## Goal
Answer these questions using the remembrance of E.F. Higgins III below:
1. At which festival, and in what year, did the writer first meet Higgins?
2. What did Higgins tell the writer to bring along so he could paint the writer's portrait?
3. Which street corner did Higgins and Buster Cleveland call their "office"?

** START OF Text shown **

E.F. Higgins III: Doo Da Forever!
May 12th – June 5th, 2022
Van Der Plas Gallery
by MARK BLOCH, May 2022
So my co-conspirator in Communication Art, Ed, E.F. Higgins III, has passed. He was a remarkably talented man, always with fresh, funny, original ideas and a clever eye for what would make good, snappy populist art. He was one of my first correspondents—after I saw his name in a book on rubber stamps in 1977 and got a speedy reply from him. He did not dawdle when it came to the mail. I met him a year or two later at a festival in 1980 in California: Inter-Dada 80. Southern California was where I lived at the time although, like him, I was from the Midwest. It was interesting to meet the lanky, folksy “Correspondance” artist who smoked a lot of cigarettes while he talked about art history.
I now know Ed was from the ’burbs but you wouldn't have known it then. He had a kind of country charm. He didn’t like cursing. He’d stop you if you did as if he was a holy roller something—which he was not. But he did mean it and he did like Patsy Cline and Hank Williams songs. When I moved to New York, he invited me to his Doo Da Stamp Auctions where he would sell his paintings with a real auctioneer. I'd see him around Lower Second Avenue when I moved there in ‘82. I’d see him at Arleen Schloss’s events and he could always be counted on to attend a mail art gathering. He’d often cause a commotion with his bellowing voice and hilarious sense of humor. We all saw that more than once. I had an open appointment with him for him to paint my portrait but it never happened, sadly. He said to “come over with a twelve pack and a bag of peanuts” and he would paint me but that will have to happen in another lifetime, Ed. I called him the New York “Coors” Spondance School because of his love of beer and Ray Johnson. He turned me onto Todd’s Copy Shop on Mott Street for color Xeroxing, a place where Jean Michel Basquiat used to tie up the machines for days creating Xerox art for his paintings. But eventually one could get through and make some copies on those beautiful Canon machines that we both loved.
In those days Ed and his constant partner-in-crime, the aforementioned Buster Cleveland, used to call the corner of Spring and West Broadway their “office” where they would sell their art wares. That was where they met Gracie Mansion who was then starting her career as a gallerist and Ed became one of her artists for a while, as did Buster. Higgins remained a fixture in the East Village for the next three decades, always promoting his artistamps and always good for a laugh. I will miss him.

** END OF Text shown **
** START OF Provided information **

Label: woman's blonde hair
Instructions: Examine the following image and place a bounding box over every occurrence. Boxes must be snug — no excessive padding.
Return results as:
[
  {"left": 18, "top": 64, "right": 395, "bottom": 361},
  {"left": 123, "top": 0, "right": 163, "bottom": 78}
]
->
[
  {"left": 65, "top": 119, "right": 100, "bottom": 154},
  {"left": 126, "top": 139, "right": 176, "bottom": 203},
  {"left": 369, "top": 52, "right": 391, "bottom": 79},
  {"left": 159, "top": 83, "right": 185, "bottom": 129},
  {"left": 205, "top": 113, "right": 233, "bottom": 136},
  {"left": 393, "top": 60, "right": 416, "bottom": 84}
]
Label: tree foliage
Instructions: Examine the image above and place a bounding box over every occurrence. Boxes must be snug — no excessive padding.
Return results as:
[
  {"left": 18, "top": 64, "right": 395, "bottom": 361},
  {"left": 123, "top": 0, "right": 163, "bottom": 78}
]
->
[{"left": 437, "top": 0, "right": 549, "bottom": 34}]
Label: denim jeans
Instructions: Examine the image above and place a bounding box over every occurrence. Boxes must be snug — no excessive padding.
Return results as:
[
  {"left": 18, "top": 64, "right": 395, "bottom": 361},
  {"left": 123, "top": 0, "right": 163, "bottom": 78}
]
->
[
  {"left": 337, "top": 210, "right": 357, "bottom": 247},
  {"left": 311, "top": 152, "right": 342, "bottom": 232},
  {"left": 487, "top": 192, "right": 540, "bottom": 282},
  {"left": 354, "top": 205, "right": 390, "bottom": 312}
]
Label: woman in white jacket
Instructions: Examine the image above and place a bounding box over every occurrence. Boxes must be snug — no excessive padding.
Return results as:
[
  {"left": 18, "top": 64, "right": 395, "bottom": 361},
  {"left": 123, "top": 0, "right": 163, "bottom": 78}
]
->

** END OF Provided information **

## Exercise output
1. Inter-Dada 80, in California, in 1980.
2. A twelve pack and a bag of peanuts.
3. The corner of Spring and West Broadway.